| Task |
Continue the passage below about the Soviet-compiled Hitler Book, starting right after its last sentence.

| Passage to read |
────────────────
Although much is now known about the last days of the Nazi leader, the authentic voice of his butler has never been heard. He and Otto Günsche, Hitler’s assistant, were captured by Soviet forces and returned to Germany long after the war. Linge died in 1980; Günsche in 2003.
The Hitler Book was compiled by the Soviet Secret Service on the basis of the long interrogation of the two prisoners. It was presented to Josef Stalin, who wanted to know the psychological profile of his arch enemy and needed to be certain that Hitler really was dead.
Günsche was in charge of burning Hitler’s body after he killed himself in his Berlin bunker in April 1945. Hitler’s instructions to the butler were explicit: “Get hold of the petrol, pour it over our bodies and set them on fire. You must never allow my corpse to fall in the hands of the Russians. They would make a spectacle in Moscow out of my body and put it in a waxworks.”
The discovery of the so-called Hitler Book marks the end of a remarkable hunt through Soviet archives. The 413-page original is a Kremlin treasure and is said to be in President Putin’s safe. One copy was made on the orders of Stalin’s successor, Nikita Khrushchev, in 1959. This was eventually deposited in Moscow Party archives under the code number 462A. It was there that Henrik Eberle and Matthias Uhl, two German historians, discovered it.
The book is giving Germans a rare glimpse of the dictator, who is still presented in schools and public discussion as either mad or bad or both. Perhaps the most disconcerting revelation of the extracts in Bild is that Hitler had a sense of humour, albeit a particularly cold one. After an evening of small-talk and wise-cracking, Hitler told his guests: “The English believe that I’m sitting or cowering in the Chancellery, guarded by a fierce bulldog.” The truth, he said, was that he was having a good time. “It’s good that they can’t see me now. The Chancellery should be renamed the Happy Chancellor Restaurant.”
────────────────
| Material provided |
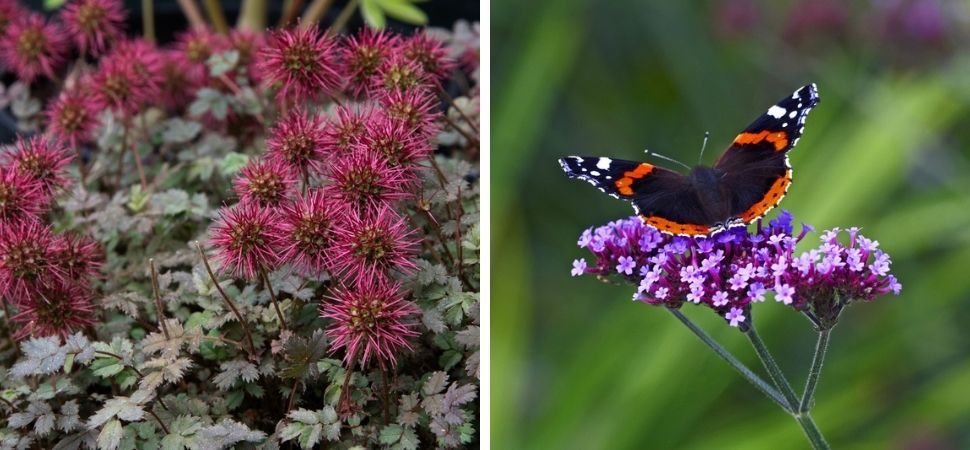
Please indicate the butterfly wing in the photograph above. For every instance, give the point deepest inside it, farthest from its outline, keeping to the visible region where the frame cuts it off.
(755, 168)
(662, 198)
────────────────
| Response to the exercise |
The comments, reported by Günsche, came after an evening of concentration camp jokes that had his guests rolling with laughter. Heinrich Hoffmann, Hitler’s court photographer, had turned up drunk. The photographer, Hitler said, should not stand too close to the stove lest the alcoholic fumes from his breath catch fire.
On another occasion, Joseph Goebbels, the Propaganda Minister, told Hitler the latest scurrilous rumour: that the immensely vain Hermann Goering, head of the air force, went to bed wearing medals on his pyjamas. “Hitler liked the story so much,” one Bild extract says, “that he ordered Hoffmann to make some medals out of gold and silver foil as well as a bombastic citation for bravery to be presented to Goering.”
Hitler agreed that German soldiers stationed in occupied countries could marry local women, but only after he had seen pictures of the would-be wives. Most were plain. Hitler joked that when the soldiers sobered up, they would end up cursing him, according to the book, which is to be published in Britain by John Murray.
The atmosphere in his court was often poisonous. Linge told his interrogators that Martin Bormann, Hitler’s right-hand man, pretended to be a vegetarian while dining with him. Once he was in his own villa, he gobbled kilos of sausages.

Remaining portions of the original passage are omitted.